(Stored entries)

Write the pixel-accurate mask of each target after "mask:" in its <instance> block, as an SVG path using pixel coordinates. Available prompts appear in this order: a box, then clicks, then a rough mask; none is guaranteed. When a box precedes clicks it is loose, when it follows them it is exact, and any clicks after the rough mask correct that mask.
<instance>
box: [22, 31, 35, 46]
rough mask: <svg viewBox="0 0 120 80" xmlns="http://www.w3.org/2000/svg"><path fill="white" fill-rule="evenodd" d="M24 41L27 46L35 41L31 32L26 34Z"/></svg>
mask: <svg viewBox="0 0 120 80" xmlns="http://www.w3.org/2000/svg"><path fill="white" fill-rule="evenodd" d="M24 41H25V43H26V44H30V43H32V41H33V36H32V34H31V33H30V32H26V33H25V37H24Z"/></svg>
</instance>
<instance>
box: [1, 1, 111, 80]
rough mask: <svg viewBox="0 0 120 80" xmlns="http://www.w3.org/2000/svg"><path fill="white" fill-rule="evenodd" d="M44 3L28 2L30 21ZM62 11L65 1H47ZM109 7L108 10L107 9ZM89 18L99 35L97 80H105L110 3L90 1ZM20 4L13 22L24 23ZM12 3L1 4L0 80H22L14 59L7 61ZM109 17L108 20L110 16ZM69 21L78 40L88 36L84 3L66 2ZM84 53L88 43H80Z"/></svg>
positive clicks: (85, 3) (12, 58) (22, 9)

→ Task to complete
Write out all of the material above line for line, changing nothing.

→ Solution below
Write the pixel-accurate mask of each target after "mask:" in its <instance> block, as an SVG path using pixel coordinates. Available prompts appear in this order: a box, then clicks, then a rough mask; none is guaranteed. When a box precedes clicks it is loose, when it follows them it is exact, and any clicks after the rough mask correct that mask.
<instance>
box: [22, 31, 35, 46]
rough mask: <svg viewBox="0 0 120 80" xmlns="http://www.w3.org/2000/svg"><path fill="white" fill-rule="evenodd" d="M24 41L27 46L35 41L31 32L26 34Z"/></svg>
mask: <svg viewBox="0 0 120 80" xmlns="http://www.w3.org/2000/svg"><path fill="white" fill-rule="evenodd" d="M24 41H25V43H26V44H30V43H32V41H33V36H32V34H31V33H30V32H26V33H25V37H24Z"/></svg>
</instance>
<instance>
box: [1, 1, 111, 80]
rough mask: <svg viewBox="0 0 120 80" xmlns="http://www.w3.org/2000/svg"><path fill="white" fill-rule="evenodd" d="M44 3L28 2L30 21ZM62 11L65 1H47ZM109 7L108 10L107 9ZM89 18L99 35L97 80H105L110 3L90 1ZM20 4L13 22L24 23ZM12 3L1 4L0 80H22L14 59L7 61ZM109 17L108 20L110 16ZM69 21L78 40L88 36L84 3L66 2ZM84 53L88 43H80Z"/></svg>
positive clicks: (85, 3) (12, 58) (22, 9)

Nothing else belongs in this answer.